Content starts

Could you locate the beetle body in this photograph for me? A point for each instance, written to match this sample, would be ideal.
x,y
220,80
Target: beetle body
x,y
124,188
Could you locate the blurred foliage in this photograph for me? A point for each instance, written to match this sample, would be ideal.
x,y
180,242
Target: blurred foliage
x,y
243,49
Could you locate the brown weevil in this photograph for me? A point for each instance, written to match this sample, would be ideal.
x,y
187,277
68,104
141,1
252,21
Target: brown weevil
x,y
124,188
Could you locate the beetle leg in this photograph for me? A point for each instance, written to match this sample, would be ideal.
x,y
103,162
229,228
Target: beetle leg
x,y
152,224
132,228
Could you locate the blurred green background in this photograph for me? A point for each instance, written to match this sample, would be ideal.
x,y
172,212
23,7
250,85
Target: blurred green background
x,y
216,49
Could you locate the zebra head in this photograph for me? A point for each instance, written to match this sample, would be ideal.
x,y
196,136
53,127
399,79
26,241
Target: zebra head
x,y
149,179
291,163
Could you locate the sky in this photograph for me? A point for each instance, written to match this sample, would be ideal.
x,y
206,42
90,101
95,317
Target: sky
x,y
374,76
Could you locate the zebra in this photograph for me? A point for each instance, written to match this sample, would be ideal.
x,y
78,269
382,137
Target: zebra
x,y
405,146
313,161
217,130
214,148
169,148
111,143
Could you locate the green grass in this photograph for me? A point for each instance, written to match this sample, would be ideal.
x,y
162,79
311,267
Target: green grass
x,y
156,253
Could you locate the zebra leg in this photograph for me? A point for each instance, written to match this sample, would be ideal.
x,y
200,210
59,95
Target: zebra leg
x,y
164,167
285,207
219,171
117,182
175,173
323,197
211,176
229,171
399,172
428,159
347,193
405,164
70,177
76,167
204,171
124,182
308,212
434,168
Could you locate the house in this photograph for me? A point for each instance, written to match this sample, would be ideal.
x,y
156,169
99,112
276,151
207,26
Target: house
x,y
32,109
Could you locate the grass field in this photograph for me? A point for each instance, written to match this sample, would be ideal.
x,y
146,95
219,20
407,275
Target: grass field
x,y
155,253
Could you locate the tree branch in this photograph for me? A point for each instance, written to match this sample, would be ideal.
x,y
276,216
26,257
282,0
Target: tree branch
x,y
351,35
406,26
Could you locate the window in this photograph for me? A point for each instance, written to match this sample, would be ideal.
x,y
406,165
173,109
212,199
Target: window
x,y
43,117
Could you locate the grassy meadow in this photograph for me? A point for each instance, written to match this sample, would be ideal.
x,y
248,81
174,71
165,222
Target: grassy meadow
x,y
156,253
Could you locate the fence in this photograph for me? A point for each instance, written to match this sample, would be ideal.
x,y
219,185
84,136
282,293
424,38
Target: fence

Content ends

Task goal: Please transcribe word for word the lines from the line with "Could you locate the grass field" to the end of the material, both ends included.

Expected answer:
Could you locate the grass field in this photograph for me? A point for each instance, written to match this sample, would be ideal.
x,y
146,95
219,20
407,275
Target: grass field
x,y
155,253
Could you locate the tree branch in this photograph for me? A point for each instance, written to match this sample, would be ideal.
x,y
276,216
26,257
282,0
Target: tree branch
x,y
351,35
406,26
Could you locate the window in this photograph for me? A point for each instance, written to match this sample, would be ideal.
x,y
406,165
173,109
212,199
Target: window
x,y
43,117
Could you locate the grassy meadow in this photograph for me? A point for each instance, written to match this sample, would be ideal.
x,y
248,81
174,71
165,222
Target: grassy meadow
x,y
156,253
Could you locate the fence in this photograph for me? A point for each instance, written to match this sample, would be ideal.
x,y
219,185
84,136
282,293
424,38
Target: fence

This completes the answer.